§ **Record set**:
-- BEGIN --
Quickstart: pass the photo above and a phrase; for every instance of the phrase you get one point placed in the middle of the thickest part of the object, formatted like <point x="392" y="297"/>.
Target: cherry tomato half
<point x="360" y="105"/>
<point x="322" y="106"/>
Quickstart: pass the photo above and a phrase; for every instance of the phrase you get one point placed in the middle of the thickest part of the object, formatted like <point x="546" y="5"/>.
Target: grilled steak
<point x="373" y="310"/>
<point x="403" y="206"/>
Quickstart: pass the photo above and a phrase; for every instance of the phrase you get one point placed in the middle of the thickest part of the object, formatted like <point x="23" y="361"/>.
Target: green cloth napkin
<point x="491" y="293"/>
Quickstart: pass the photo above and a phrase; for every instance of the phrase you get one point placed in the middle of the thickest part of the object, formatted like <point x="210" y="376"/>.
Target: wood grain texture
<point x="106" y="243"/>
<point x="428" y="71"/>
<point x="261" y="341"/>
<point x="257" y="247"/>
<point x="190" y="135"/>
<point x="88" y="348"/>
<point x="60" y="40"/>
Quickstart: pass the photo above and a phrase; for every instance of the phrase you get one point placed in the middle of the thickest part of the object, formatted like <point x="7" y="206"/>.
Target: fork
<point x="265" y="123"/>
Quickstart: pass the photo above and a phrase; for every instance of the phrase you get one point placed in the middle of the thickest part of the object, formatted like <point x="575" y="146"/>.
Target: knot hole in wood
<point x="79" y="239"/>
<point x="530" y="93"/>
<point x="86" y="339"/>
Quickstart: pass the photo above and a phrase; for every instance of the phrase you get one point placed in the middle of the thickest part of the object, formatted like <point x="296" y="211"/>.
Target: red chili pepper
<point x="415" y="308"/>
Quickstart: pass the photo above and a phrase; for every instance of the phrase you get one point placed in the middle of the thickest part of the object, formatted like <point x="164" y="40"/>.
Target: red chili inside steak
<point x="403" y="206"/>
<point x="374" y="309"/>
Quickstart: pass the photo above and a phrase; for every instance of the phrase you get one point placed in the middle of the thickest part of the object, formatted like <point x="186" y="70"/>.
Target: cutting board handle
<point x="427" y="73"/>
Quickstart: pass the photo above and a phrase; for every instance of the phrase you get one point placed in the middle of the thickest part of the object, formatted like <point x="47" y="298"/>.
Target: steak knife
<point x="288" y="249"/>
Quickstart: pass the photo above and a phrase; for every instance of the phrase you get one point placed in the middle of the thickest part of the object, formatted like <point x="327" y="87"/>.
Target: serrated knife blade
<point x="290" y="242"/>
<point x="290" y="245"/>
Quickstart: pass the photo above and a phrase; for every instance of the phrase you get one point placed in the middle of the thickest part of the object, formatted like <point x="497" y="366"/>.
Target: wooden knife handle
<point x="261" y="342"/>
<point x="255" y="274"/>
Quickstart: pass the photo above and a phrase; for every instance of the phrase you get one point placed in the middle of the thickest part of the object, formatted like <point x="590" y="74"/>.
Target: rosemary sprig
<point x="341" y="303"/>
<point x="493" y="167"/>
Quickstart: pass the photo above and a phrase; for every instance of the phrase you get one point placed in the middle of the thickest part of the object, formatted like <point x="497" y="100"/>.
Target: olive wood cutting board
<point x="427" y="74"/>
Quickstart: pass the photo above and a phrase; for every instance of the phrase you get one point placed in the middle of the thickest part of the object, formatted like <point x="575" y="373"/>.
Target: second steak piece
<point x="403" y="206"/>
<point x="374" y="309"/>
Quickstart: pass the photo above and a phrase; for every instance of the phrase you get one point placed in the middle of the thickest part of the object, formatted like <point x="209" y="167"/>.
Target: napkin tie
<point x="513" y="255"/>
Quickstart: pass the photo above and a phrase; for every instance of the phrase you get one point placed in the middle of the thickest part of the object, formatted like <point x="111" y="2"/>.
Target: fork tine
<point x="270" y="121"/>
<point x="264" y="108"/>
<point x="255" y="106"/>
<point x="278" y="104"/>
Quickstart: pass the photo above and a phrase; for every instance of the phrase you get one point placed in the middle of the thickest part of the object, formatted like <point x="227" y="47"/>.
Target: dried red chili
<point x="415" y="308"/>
-- END --
§ **Problem description**: Your task is to give the records above again, exactly.

§ **Answer in full**:
Quickstart: pass the photo above and a phrase; for every instance of the phrase you get one point placed in the middle of the thickest part of the object, formatted like <point x="392" y="297"/>.
Target: cherry tomato half
<point x="360" y="105"/>
<point x="322" y="106"/>
Quickstart: pass the photo above and a phrase; for every instance of the phrase you get one point placed in the middle of the thickest part of the object, formatted like <point x="546" y="5"/>.
Target: grilled steak
<point x="373" y="310"/>
<point x="403" y="206"/>
Quickstart: pass the photo above and a phrase; for every instance of the phrase you get one point placed in the middle of the thickest part of the object, formatted like <point x="23" y="361"/>.
Target: green cloth napkin
<point x="491" y="293"/>
Quickstart: pass the photo above and a phrase; for every instance of the phrase you get one point placed in the middle of the thickest part of the object, formatted like <point x="210" y="376"/>.
Target: wood grain texture
<point x="106" y="243"/>
<point x="428" y="71"/>
<point x="261" y="341"/>
<point x="257" y="247"/>
<point x="190" y="135"/>
<point x="88" y="348"/>
<point x="60" y="40"/>
Quickstart: pass the photo above and a phrase; for every instance of the phrase you get one point placed in the middle of the thickest part of the object, formatted like <point x="7" y="206"/>.
Target: fork
<point x="265" y="123"/>
Quickstart: pass the photo above and a phrase; for every instance of the phrase you get one point placed in the middle of the thickest part of the object, formatted like <point x="575" y="146"/>.
Target: knot hole in wood
<point x="79" y="239"/>
<point x="530" y="93"/>
<point x="86" y="339"/>
Quickstart: pass the photo above and a phrase; for every instance of the phrase you get one point placed in the middle of the thickest part of the object, formatted like <point x="296" y="211"/>.
Target: red chili pepper
<point x="415" y="308"/>
Quickstart: pass the photo above and a phrase; for every instance of the phrase you get one point placed in the middle of the thickest part of the object, formatted like <point x="164" y="40"/>.
Target: red chili inside steak
<point x="403" y="206"/>
<point x="374" y="309"/>
Quickstart: pass the photo above and a phrase; for every instance of the phrase you get one point placed in the middle of the thickest part of the object, formatted like <point x="186" y="70"/>.
Target: cutting board handle
<point x="427" y="73"/>
Quickstart: pass the photo above and a phrase; for every instance of the phrase you get one point placed in the middle of the thickest part of the object, formatted like <point x="47" y="298"/>.
Target: steak knife
<point x="288" y="249"/>
Quickstart: pass the photo above and a phrase; for every instance of the phrase you get one point placed in the middle of the thickest part of the object, formatted like <point x="327" y="87"/>.
Target: serrated knife blade
<point x="290" y="242"/>
<point x="290" y="245"/>
Quickstart: pass the photo above and a phrase; for every instance of the phrase you get one point placed in the middle of the thickest part of the object, formatted like <point x="497" y="366"/>.
Target: wooden knife handle
<point x="261" y="342"/>
<point x="255" y="274"/>
Quickstart: pass the photo above and a phrase; for every instance of the phrase you get one point placed in the middle of the thickest part of the object, formatted like <point x="590" y="74"/>.
Target: rosemary sprig
<point x="341" y="303"/>
<point x="493" y="167"/>
Quickstart: pass the photo above and a phrase; for every instance of the phrase you get one point placed in the middle of the thickest part of the object, formatted like <point x="497" y="100"/>.
Target: olive wood cutting board
<point x="427" y="74"/>
Quickstart: pass the photo above and a phrase; for every instance of the phrase you get one point placed in the middle of the thickest part of the object, formatted like <point x="575" y="373"/>.
Target: second steak piece
<point x="403" y="206"/>
<point x="374" y="309"/>
Quickstart: pass the photo above and a phrase; for every instance of the phrase you get one point placed in the middle of the thickest part of the object, formatted like <point x="209" y="167"/>.
Target: napkin tie
<point x="513" y="255"/>
Quickstart: pass the photo above and a phrase; for every instance of the phrase you get one point placed in the middle of the thickest part of the object, formatted like <point x="111" y="2"/>.
Target: fork tine
<point x="270" y="121"/>
<point x="264" y="108"/>
<point x="255" y="106"/>
<point x="278" y="104"/>
Quickstart: pass the photo above and a phrase; for every instance of the phrase you get one point placed in the middle of the thickest part of the object, formatted like <point x="227" y="47"/>.
Target: dried red chili
<point x="415" y="308"/>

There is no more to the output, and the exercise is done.